### EXERCISE AIM
Show each line below that has the word "white" in it. Case counts.

Position annotation records:
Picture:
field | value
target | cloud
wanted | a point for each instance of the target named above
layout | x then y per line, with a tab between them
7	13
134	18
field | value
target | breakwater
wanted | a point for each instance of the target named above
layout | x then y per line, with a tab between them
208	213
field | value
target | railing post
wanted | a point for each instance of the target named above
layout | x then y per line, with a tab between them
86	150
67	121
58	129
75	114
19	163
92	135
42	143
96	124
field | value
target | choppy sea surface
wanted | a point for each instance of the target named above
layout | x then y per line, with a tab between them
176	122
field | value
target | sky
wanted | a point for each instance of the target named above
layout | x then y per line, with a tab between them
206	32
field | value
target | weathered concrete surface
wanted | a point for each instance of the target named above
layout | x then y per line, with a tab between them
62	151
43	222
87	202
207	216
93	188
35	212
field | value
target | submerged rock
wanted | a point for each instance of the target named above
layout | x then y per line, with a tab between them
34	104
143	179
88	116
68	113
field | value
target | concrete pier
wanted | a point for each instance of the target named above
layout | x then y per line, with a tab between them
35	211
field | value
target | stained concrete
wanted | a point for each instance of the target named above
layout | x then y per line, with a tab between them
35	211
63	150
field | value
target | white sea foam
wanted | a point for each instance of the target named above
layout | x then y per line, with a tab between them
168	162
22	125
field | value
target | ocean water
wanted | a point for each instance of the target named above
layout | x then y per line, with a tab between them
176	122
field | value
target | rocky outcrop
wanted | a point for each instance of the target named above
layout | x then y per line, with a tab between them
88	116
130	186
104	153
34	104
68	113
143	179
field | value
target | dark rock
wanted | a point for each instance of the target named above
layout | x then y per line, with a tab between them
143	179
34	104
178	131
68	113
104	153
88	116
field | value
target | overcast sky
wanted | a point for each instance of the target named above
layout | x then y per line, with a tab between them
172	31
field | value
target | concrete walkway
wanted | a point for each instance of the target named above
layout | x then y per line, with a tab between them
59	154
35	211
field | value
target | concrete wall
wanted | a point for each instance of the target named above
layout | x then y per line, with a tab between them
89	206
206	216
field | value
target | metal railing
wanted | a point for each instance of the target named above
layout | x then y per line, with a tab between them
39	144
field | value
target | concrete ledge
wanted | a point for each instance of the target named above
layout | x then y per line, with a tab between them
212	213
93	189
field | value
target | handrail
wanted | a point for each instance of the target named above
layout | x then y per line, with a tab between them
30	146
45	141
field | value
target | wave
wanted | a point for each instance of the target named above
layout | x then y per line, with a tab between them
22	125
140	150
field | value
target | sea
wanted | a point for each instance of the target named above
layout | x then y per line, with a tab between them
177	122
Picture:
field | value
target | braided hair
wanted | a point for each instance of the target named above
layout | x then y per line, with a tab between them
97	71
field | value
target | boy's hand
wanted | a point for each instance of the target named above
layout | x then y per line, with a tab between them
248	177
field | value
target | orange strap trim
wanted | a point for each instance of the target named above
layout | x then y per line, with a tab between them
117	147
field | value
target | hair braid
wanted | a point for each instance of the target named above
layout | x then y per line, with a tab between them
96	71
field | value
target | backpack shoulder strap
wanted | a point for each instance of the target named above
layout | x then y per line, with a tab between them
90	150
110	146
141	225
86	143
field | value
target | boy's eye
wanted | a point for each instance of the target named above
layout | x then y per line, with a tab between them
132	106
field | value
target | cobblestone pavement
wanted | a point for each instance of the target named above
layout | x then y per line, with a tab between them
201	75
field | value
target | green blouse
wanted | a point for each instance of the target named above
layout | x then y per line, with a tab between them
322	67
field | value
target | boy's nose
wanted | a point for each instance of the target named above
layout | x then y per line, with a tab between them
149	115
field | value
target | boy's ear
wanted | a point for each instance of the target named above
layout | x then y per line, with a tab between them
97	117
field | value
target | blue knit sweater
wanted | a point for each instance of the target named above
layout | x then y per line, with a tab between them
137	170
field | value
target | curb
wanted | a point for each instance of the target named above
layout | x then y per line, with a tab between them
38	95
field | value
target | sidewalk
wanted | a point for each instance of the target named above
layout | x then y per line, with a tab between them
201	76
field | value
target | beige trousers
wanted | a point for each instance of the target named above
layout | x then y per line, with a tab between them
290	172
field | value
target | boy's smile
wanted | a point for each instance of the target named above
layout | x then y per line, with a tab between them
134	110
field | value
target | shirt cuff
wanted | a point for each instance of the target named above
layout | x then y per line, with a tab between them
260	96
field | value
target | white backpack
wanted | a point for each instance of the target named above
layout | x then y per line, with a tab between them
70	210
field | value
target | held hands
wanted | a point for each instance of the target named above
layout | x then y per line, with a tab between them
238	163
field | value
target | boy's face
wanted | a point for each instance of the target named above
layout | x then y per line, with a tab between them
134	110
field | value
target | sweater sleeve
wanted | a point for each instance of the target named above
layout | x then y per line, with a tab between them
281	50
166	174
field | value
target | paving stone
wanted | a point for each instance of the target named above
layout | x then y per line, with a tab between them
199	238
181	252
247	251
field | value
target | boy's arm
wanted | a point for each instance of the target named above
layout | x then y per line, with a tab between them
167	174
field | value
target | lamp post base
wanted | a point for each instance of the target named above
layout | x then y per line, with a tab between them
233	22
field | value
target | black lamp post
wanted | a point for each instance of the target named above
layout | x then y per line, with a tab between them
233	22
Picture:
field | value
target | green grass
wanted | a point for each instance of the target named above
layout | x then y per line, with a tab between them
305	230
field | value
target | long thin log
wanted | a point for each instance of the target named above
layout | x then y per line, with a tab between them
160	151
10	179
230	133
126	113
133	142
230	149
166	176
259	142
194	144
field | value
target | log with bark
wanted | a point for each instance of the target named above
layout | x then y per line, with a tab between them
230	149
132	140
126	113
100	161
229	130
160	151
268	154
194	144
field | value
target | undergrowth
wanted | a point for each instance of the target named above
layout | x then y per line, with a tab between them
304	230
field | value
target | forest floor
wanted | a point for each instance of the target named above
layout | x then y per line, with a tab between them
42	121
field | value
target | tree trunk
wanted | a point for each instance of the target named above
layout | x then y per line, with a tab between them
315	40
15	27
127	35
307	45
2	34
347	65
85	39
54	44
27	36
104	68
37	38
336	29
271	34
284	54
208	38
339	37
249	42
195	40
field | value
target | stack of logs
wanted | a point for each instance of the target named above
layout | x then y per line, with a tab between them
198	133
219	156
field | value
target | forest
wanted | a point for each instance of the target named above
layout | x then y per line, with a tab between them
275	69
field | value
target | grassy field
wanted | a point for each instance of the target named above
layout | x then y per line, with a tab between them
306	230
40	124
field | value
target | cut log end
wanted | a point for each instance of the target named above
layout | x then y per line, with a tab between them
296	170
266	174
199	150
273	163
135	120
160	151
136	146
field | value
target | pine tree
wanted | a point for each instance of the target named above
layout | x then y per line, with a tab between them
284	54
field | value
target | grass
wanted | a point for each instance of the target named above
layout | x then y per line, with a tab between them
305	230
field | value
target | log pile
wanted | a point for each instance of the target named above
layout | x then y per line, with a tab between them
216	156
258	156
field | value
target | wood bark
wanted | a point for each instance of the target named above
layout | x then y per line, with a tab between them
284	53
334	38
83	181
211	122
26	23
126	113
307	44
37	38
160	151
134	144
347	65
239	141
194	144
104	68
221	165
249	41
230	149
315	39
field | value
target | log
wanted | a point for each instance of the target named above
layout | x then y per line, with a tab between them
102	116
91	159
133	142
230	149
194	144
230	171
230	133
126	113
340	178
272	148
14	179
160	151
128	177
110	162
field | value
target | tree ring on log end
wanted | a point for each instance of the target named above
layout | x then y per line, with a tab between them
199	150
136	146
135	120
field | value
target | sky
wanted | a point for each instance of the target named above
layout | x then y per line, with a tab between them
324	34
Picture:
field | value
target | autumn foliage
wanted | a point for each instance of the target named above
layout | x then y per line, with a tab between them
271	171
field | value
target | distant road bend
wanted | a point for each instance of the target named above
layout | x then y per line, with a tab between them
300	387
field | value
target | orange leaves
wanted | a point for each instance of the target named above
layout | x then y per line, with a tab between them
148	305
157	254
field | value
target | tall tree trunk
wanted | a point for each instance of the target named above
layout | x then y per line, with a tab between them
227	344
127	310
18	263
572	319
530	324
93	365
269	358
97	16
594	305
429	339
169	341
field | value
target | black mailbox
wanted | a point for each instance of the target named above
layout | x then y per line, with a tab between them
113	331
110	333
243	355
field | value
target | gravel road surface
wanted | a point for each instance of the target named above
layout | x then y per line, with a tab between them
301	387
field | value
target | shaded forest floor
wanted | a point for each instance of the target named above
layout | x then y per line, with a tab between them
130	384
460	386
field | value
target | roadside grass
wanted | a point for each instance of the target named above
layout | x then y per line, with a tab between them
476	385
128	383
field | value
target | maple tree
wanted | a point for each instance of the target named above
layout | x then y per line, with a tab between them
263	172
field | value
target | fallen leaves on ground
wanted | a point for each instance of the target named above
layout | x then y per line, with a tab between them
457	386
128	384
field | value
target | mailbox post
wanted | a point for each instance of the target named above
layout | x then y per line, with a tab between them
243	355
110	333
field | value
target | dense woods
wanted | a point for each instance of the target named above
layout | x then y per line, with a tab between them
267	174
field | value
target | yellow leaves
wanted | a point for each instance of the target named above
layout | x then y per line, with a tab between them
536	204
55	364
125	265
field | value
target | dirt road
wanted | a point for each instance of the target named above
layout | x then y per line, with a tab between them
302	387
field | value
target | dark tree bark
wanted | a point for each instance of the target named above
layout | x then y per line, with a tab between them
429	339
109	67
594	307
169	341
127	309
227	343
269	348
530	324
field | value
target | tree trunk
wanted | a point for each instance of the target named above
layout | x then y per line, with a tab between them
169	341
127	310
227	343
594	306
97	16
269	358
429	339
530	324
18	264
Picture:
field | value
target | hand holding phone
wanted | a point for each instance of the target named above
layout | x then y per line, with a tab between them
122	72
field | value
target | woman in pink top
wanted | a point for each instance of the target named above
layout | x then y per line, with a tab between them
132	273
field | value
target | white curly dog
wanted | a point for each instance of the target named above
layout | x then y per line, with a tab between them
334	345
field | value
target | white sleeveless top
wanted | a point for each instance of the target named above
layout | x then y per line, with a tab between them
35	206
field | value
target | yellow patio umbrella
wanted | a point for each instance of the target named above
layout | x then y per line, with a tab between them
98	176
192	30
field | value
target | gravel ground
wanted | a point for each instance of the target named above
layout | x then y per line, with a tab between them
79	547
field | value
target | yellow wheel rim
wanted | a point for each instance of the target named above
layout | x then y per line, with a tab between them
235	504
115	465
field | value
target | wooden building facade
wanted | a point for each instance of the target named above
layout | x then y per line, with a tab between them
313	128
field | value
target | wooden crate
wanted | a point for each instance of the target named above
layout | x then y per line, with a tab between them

### REPLY
target | white sea foam
target | white backpack
target | white curly dog
target | white sleeveless top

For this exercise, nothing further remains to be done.